Task goal
Could you write out the records below exactly as they appear?

Pointing dataset records:
%%

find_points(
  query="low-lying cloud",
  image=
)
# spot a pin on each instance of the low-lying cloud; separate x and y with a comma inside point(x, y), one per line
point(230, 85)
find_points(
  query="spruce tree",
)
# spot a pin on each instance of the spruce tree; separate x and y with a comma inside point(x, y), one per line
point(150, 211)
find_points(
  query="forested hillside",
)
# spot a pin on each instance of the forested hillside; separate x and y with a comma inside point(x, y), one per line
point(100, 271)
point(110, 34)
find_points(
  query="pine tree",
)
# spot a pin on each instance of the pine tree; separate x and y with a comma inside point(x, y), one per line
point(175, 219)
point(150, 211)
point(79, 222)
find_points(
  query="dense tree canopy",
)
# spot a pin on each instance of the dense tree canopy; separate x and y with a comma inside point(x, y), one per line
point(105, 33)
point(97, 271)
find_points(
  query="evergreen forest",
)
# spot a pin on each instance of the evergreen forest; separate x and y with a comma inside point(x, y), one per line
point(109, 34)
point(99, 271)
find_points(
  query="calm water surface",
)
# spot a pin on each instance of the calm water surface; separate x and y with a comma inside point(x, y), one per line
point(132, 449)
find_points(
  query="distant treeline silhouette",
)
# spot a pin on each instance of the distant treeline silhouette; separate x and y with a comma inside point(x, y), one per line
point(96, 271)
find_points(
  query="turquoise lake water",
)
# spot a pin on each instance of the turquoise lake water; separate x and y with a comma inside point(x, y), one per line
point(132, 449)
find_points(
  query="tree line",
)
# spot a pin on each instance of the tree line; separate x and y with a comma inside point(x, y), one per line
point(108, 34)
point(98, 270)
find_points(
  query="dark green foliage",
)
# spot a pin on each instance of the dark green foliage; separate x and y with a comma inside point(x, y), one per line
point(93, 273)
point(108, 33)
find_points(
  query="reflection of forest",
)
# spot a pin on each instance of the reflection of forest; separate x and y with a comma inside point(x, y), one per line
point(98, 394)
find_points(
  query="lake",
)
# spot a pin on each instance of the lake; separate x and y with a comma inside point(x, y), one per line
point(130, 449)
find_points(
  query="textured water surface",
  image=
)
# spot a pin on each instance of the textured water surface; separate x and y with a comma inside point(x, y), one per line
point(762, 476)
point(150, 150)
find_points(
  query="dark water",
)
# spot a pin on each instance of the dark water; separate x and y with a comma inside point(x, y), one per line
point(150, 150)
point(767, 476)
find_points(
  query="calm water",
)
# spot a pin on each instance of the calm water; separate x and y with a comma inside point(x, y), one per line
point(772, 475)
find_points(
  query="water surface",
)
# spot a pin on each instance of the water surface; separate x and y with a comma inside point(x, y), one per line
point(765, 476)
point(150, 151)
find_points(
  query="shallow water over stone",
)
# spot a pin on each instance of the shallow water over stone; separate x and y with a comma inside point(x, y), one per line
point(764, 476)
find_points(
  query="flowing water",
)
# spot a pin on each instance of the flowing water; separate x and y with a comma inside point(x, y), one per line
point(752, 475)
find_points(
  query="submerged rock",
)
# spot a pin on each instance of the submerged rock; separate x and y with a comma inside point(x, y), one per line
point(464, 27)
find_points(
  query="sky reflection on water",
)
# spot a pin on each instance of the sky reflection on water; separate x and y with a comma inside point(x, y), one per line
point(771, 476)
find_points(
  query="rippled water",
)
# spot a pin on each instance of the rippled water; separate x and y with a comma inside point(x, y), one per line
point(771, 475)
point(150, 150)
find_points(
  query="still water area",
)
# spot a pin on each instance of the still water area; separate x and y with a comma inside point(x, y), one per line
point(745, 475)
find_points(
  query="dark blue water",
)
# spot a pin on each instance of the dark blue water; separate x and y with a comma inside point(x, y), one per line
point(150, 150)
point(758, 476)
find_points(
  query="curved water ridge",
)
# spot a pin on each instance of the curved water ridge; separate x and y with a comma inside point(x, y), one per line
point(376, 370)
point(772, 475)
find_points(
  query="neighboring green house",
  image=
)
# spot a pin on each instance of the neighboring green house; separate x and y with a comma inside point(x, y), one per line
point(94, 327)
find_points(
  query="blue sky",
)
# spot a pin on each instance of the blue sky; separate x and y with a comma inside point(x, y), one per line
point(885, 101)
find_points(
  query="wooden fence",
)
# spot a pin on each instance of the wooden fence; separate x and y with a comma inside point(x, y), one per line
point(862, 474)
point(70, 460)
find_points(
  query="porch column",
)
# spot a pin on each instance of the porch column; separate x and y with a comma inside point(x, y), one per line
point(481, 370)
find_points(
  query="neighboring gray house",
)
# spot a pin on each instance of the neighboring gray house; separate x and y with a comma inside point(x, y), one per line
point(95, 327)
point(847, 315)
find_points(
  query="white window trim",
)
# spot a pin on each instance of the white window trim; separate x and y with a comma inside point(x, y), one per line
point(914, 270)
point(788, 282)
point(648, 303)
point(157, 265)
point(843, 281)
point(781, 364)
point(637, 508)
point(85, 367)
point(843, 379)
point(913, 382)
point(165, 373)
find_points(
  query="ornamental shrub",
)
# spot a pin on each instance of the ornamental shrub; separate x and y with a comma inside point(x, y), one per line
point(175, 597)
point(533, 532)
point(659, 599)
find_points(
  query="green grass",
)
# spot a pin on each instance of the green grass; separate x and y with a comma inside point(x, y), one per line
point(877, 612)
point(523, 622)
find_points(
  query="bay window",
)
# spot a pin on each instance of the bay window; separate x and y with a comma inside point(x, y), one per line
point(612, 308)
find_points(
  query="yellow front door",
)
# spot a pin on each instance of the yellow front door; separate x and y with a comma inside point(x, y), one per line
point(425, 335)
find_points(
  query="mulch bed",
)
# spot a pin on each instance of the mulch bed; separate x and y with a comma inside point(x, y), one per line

%%

Written solution
find_points(
  query="low-lying cloud",
  image=
)
# spot a pin on each instance of the low-lying cloud; separate x and y with a comma inside point(x, y), one per line
point(230, 85)
find_points(
  query="spruce tree",
)
# spot a pin on each instance of the spruce tree; separate x and y with a comma inside point(x, y), one per line
point(150, 211)
find_points(
  query="forested hillside",
)
# spot a pin on each instance of the forested hillside; separate x and y with a comma inside point(x, y), one per line
point(100, 271)
point(110, 34)
find_points(
  query="pine tree",
)
# spot a pin on each instance of the pine tree; separate x and y with a comma inside point(x, y), one per line
point(175, 219)
point(150, 211)
point(79, 222)
find_points(
  query="dense tree canopy",
)
# spot a pin on each instance of the dense tree canopy; separate x and y with a comma inside point(x, y), one per line
point(105, 33)
point(97, 271)
find_points(
  query="evergreen forest",
)
# spot a pin on each instance of the evergreen forest; separate x and y with a comma inside point(x, y), one per line
point(109, 34)
point(99, 271)
find_points(
  query="calm water surface",
)
# spot a pin on each instance of the calm water surface; separate x and y with a comma inside point(x, y), one per line
point(132, 449)
find_points(
  query="distant treeline silhouette",
)
# spot a pin on each instance of the distant treeline silhouette; separate x and y with a comma inside point(x, y), one per line
point(96, 271)
find_points(
  query="turquoise lake water",
)
# spot a pin on each instance of the turquoise lake water; separate x and y with a comma inside point(x, y), one per line
point(132, 449)
find_points(
  query="tree line",
)
# spot a pin on each instance of the tree line; separate x and y with a comma inside point(x, y), one per line
point(108, 34)
point(98, 270)
find_points(
  query="dark green foliage",
)
# spot a pin on each instance of the dark green foliage; separate x and y with a comma inside point(x, y), one per line
point(93, 273)
point(108, 33)
find_points(
  query="reflection of forest",
)
# spot a pin on each instance of the reflection of forest; separate x and y with a comma inside point(x, y), one per line
point(98, 394)
find_points(
  query="lake",
)
# spot a pin on each instance of the lake; separate x and y with a comma inside point(x, y), one per line
point(130, 449)
find_points(
  query="textured water surface",
  image=
)
# spot a pin on each instance of the textured water surface; separate x and y with a comma inside point(x, y), one per line
point(762, 476)
point(150, 150)
find_points(
  query="dark water",
)
# spot a pin on each instance of the dark water; separate x and y with a comma inside point(x, y), one per line
point(150, 150)
point(767, 476)
find_points(
  query="calm water",
)
# spot a pin on each instance of the calm water; separate x and y with a comma inside point(x, y), one per line
point(772, 475)
find_points(
  query="water surface",
)
# spot a pin on each instance of the water surface; separate x and y with a comma inside point(x, y), one per line
point(765, 476)
point(150, 151)
find_points(
  query="shallow water over stone",
)
# spot a pin on each instance of the shallow water over stone; separate x and y with a comma inside point(x, y), one per line
point(764, 476)
find_points(
  query="flowing water",
)
# spot a pin on each instance of the flowing water; separate x and y with a comma inside point(x, y), one per line
point(752, 475)
find_points(
  query="submerged rock",
)
# spot a pin on each instance of the submerged rock; separate x and y with a comma inside point(x, y), one per line
point(464, 27)
find_points(
  query="sky reflection on water",
)
# spot a pin on each instance of the sky reflection on water; separate x and y with a comma inside point(x, y), one per line
point(771, 476)
find_points(
  query="rippled water",
)
# spot a pin on each instance of the rippled water; separate x and y with a comma inside point(x, y), one per line
point(771, 475)
point(150, 150)
find_points(
  query="still water area",
)
# spot a pin on each instance of the still water area; separate x and y with a comma inside point(x, y), one per line
point(745, 475)
find_points(
  query="dark blue water",
)
# spot a pin on each instance of the dark blue water; separate x and y with a comma inside point(x, y), one per line
point(150, 150)
point(758, 476)
find_points(
  query="curved water ridge",
)
# spot a pin on each instance of the curved water ridge; separate x and y with a comma inside point(x, y), one per line
point(376, 370)
point(772, 475)
find_points(
  query="neighboring green house",
  image=
)
# spot a pin on each instance of the neighboring green house; separate x and y with a comma inside point(x, y), one per line
point(94, 327)
find_points(
  query="blue sky",
)
# spot a pin on each instance of the blue sky; separate x and y with a comma inside point(x, y), one per line
point(885, 101)
find_points(
  query="wooden fence",
)
# spot a pin on each instance of the wooden fence; separate x and y with a comma inside point(x, y), one per line
point(862, 474)
point(70, 460)
find_points(
  query="porch column",
)
# spot a pin on each instance of the porch column; separate x and y with a comma inside point(x, y), one per line
point(481, 370)
find_points(
  query="neighboring gray house",
)
# spot a pin on each instance of the neighboring gray house; separate x and y with a comma inside point(x, y), one per line
point(95, 327)
point(847, 315)
find_points(
  query="white window trim",
)
# spot a pin on each instance of the white window trim; separate x and y with a comma inside point(x, y), one per line
point(914, 270)
point(788, 282)
point(648, 303)
point(157, 265)
point(843, 281)
point(781, 364)
point(637, 508)
point(85, 367)
point(843, 379)
point(913, 382)
point(165, 373)
find_points(
  query="ornamental shrub",
)
# spot a pin on each instance of the ornamental shrub; separate x and y with a comma inside point(x, y), one per line
point(175, 597)
point(533, 532)
point(659, 599)
find_points(
  query="green grass",
)
# spot a pin on each instance of the green grass; separate x and y with a comma inside point(x, y), one per line
point(877, 612)
point(523, 622)
find_points(
  query="bay window",
)
# spot a pin on each instance of the bay window; separate x and y with a comma inside point(x, y), one per line
point(612, 308)
find_points(
  query="yellow front door",
)
# spot a pin on each instance of the yellow front door; separate x and y with a comma inside point(x, y), one per line
point(425, 335)
find_points(
  query="mulch bed",
)
# spot a pin on each instance of the mulch bed; separate x and y with a comma inside point(x, y), one per line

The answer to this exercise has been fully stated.